Documento →
/ martes 9 de octubre de 2018

Promoción cultural y burocracia

La promoción (pro-moción: acción y efecto de mover a favor de algo) cultural es una cuestión de entusiasmo, antes y más que de disponibilidades económicas.

Cuando alguien acepta el ingrato papel de promotor cultural (y en el ámbito de los servicios al desarrollo de la cultura todos lo son, desde el director hasta el empleado de salario ínfimo), sabe de antemano que su labor ocupa el último lugar en el interés de los que deciden el destino de los presupuestos.

Debe saber también que, por consecuencia, en el caso frecuente de reducción de los recursos, el área de servicios culturales será siempre la primera y mayormente afectada.

Que su trabajo de apoyo al talento artístico será despreciado y considerado de importancia menor por quienes ejercen el poder (del signo político que fuere), y que la tarea que lleva a cabo, de estímulo a los que enriquecen a la sociedad con su inteligencia, será vista con desconfianza y hasta con temor por aquellos mismos.

Precisamente por eso la promoción cultural ha de ser un cotidiano empeño de gestión, de procuración, de provocación, más allá de la simple aplicación de lo que, a regañadientes, aporta para ello el erario.

Limitarse a ordenar lo que ha de ser hecho con el poco dinero previsto en las partidas, de ningún modo es hacer promoción cultural.

Mas dejemos antes un asunto en claro: la cultura se promueve a sí misma, con apoyo del gobierno o sin él; dichoso estaría el desarrollo cultural de una comunidad si dependiera de la voluntad política y las ganas de los responsables de alentarlo.

Conjunto de ejercicios →
- 1) Traduce al inglés esta oración del texto sobre promoción cultural: "Limitarse a ordenar lo que ha de ser hecho con el poco dinero previsto en las partidas, de ningún modo es hacer promoción cultural."
- 2) Reproduce el fragmento del texto sobre promoción cultural que va desde "Debe saber también" hasta "hacer promoción cultural.".
- 3) Escribe la continuación del texto sobre promoción cultural a partir de su última oración.

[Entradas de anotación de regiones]
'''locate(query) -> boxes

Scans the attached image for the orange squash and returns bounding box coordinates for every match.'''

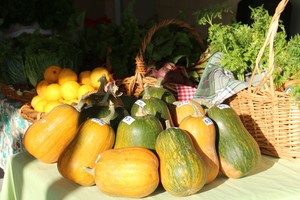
[173,99,205,126]
[57,118,115,186]
[95,147,159,198]
[24,104,79,163]
[179,106,220,184]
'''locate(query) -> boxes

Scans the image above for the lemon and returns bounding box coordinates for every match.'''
[61,81,80,100]
[44,66,61,83]
[46,83,61,101]
[33,99,48,112]
[30,95,43,108]
[58,68,78,85]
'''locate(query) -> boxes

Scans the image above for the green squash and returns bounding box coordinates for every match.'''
[155,121,206,196]
[114,107,163,151]
[207,104,261,178]
[130,85,173,129]
[79,102,129,132]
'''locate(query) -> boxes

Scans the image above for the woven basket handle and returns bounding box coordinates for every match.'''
[136,19,205,76]
[248,0,289,96]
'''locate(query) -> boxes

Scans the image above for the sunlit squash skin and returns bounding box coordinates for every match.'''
[207,104,261,178]
[24,104,79,163]
[179,113,220,184]
[114,106,164,151]
[95,147,159,198]
[173,99,205,126]
[155,123,206,196]
[57,118,115,186]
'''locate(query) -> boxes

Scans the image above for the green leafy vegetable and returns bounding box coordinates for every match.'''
[198,6,300,100]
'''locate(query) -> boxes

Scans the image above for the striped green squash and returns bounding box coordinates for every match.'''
[207,104,261,178]
[155,124,206,197]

Respuestas por tarea →
- 1) Merely arranging what is to be done with the little money allotted in the budget lines is in no way doing cultural promotion.

- 2)
Debe saber también que, por consecuencia, en el caso frecuente de reducción de los recursos, el área de servicios culturales será siempre la primera y mayormente afectada.

Que su trabajo de apoyo al talento artístico será despreciado y considerado de importancia menor por quienes ejercen el poder (del signo político que fuere), y que la tarea que lleva a cabo, de estímulo a los que enriquecen a la sociedad con su inteligencia, será vista con desconfianza y hasta con temor por aquellos mismos.

Precisamente por eso la promoción cultural ha de ser un cotidiano empeño de gestión, de procuración, de provocación, más allá de la simple aplicación de lo que, a regañadientes, aporta para ello el erario.

Limitarse a ordenar lo que ha de ser hecho con el poco dinero previsto en las partidas, de ningún modo es hacer promoción cultural.

- 3)
De manera que el verdadero promotor de los servicios culturales tendrá que dejar la poltrona y salir a la calle a buscar con qué facilitar el trabajo de los creadores de los productos culturales, a pelearse con los funcionarios y tesoreros para que logren entender que la administración pública no puede, no debe desatenderse de su obligación de respaldar los quehaceres en la cultura.

Esto es lo que ha de promover. No la cultura, porque el Estado carece de atribuciones para ser generador de materia tan significativa; estará bien, entonces, que el gobierno deje de andar haciendo como que “hace” cultura. Cuando ello ocurre, usurpa actividades que no le compete realizar, y desperdicia fondos que son mejor empleados cuando se ponen en manos de los artistas, escritores y académicos para efectuar con desahogo sus importantes trabajos.

El promotor de cultura tiene como exigencia primordial la de reconocer que ésta debe producirse en una dimensión de libertad plena; sólo así será posible, válida y legítima. Lo anterior significa que deberá contribuir a que este requerimiento sea satisfecho sin restricciones ni ambigüedades, y rechazar, en punto tan sensible, cualquier forma de dirigismo o simple injerencia estatal. Nada, pues, de “manejar” la cultura; primero, porque es inmanejable y, segundo, porque malamente se le equipararía con una bicicleta.

El Instituto Sudcaliforniano de Cultura se fundó por ley publicada el 10 de mayo de 1994 en el “Boletín oficial” del gobierno local, con objeto de “auspiciar, promover y difundir la actividad cultural... y propiciar y alentar la participación de los habitantes del estado en estas actividades.”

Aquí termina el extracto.